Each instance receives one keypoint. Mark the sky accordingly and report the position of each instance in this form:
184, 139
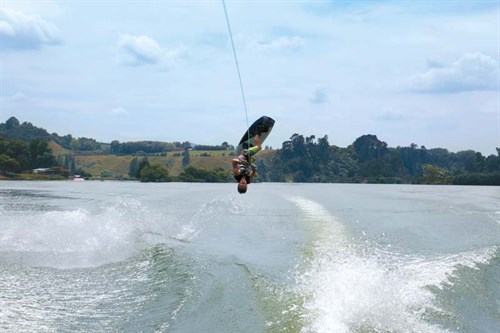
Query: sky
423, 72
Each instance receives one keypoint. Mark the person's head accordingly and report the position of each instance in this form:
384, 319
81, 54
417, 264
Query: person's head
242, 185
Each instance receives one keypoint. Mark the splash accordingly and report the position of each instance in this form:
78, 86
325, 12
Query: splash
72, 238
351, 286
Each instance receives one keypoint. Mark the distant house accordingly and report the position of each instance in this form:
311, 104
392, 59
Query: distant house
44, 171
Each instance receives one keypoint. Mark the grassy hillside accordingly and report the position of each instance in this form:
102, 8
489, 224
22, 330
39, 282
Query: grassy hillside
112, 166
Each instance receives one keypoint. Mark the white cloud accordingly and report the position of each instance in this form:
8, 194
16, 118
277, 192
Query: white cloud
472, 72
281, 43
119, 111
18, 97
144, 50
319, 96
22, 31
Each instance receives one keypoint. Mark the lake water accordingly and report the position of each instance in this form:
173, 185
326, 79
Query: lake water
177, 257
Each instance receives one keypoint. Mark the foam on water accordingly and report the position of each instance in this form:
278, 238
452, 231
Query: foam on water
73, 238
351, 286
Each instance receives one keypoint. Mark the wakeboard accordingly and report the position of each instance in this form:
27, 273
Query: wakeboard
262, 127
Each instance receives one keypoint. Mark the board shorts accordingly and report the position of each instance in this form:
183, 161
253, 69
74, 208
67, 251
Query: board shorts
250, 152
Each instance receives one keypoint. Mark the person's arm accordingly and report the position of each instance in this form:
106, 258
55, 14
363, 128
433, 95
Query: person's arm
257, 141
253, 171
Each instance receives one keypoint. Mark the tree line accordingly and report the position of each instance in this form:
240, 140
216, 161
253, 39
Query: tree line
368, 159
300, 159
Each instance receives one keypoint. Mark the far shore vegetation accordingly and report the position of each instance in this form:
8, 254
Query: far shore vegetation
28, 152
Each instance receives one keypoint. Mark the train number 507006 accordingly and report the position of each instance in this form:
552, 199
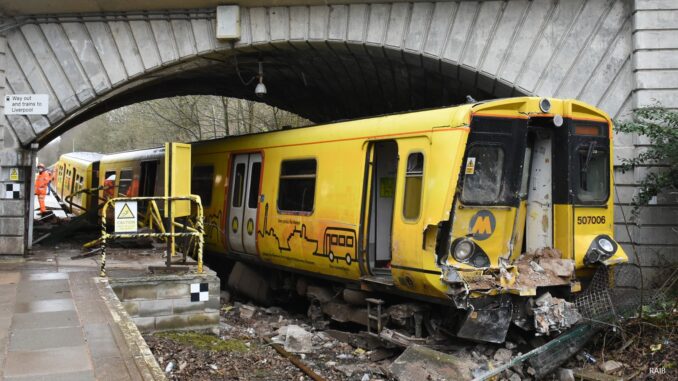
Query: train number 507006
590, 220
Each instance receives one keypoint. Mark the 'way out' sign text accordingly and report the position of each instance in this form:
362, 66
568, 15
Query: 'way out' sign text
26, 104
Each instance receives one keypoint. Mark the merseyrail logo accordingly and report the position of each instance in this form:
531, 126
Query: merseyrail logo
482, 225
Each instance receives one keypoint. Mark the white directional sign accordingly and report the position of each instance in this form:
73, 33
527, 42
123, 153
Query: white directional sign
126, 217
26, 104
---
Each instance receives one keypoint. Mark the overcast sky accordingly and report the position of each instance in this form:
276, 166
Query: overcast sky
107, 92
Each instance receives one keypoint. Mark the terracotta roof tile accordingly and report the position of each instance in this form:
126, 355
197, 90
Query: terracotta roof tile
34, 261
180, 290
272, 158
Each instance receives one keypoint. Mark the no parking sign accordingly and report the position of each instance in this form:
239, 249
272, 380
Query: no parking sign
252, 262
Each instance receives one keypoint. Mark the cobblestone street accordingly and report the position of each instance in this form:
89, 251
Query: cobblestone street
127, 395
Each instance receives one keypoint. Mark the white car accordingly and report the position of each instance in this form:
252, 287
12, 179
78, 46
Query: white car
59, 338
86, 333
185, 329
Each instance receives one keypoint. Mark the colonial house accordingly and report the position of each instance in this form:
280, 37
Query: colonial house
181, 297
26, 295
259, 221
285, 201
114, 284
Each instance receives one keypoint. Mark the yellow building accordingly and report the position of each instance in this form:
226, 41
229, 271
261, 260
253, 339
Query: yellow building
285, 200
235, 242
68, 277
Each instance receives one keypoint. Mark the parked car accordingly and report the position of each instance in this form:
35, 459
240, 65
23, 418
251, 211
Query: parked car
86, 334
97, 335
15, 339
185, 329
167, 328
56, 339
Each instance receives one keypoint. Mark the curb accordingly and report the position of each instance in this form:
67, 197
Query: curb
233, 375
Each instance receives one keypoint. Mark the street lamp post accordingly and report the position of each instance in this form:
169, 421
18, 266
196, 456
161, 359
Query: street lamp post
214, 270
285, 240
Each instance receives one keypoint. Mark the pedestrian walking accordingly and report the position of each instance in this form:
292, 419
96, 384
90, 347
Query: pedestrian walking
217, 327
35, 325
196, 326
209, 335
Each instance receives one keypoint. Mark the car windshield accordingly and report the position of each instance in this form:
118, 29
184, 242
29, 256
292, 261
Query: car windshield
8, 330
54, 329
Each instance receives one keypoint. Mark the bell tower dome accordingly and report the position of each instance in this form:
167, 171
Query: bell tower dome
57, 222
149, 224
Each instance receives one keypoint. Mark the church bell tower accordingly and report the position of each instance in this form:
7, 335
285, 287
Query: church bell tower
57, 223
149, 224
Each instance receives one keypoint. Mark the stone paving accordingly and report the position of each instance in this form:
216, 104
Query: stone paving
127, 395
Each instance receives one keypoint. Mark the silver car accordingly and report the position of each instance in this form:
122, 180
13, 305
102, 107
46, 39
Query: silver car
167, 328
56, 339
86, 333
---
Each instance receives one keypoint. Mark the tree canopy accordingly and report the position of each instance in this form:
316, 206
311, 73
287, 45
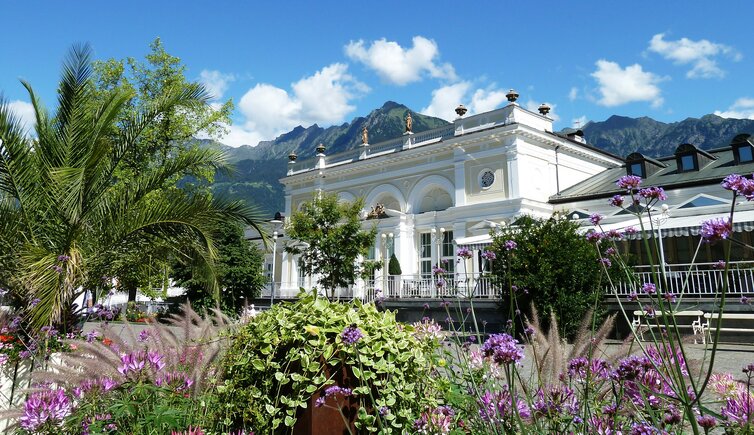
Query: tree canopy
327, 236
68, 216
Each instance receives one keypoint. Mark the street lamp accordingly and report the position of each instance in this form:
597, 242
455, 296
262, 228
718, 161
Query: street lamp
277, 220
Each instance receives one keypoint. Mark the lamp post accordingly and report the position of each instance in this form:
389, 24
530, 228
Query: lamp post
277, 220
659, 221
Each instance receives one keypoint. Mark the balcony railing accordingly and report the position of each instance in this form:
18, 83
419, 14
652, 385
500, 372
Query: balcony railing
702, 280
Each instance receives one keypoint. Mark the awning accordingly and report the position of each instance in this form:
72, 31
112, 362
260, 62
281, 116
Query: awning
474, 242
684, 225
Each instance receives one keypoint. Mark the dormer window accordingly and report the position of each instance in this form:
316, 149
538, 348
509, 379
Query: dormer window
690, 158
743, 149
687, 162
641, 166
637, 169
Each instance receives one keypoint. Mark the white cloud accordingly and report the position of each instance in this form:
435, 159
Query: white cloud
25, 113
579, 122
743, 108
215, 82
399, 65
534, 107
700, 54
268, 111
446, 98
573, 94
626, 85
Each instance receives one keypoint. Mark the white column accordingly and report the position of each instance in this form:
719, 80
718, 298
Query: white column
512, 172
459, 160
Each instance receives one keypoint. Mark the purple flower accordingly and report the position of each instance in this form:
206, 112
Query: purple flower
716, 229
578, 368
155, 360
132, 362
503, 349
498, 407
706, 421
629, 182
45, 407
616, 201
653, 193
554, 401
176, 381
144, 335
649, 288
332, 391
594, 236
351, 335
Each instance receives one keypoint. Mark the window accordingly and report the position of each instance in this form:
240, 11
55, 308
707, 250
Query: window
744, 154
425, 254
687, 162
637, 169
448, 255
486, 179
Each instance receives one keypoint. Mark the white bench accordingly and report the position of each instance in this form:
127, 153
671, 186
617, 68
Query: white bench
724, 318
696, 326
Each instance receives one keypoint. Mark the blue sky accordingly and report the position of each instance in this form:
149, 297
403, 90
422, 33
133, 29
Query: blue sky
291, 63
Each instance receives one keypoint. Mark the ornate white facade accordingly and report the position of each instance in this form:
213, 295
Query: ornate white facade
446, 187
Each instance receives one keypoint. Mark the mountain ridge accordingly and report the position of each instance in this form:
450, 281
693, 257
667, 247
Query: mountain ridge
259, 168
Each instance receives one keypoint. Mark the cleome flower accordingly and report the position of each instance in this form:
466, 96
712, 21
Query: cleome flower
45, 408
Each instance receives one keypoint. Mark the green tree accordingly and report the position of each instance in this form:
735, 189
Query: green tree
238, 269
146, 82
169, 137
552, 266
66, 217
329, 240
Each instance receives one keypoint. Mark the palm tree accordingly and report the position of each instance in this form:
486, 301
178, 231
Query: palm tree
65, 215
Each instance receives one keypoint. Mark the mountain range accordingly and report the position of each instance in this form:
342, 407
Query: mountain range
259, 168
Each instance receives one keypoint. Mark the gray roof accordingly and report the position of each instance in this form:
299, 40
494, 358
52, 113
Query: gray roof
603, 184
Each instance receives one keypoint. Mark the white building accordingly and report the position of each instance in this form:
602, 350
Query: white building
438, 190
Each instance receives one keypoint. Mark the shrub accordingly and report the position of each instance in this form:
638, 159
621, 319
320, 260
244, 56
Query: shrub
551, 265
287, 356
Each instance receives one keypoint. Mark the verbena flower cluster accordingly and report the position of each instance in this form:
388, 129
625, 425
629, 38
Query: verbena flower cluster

▸ **INSTRUCTIONS TO FOLLOW**: Your task is to copy each line of the listing that holds the word "verbena".

▸ **RESPONSE TO THE EXERCISE**:
Each instance receives one keypoint. Mark the verbena flower cluster accordingly and report the position of each instance in this form:
Query: verbena flower cluster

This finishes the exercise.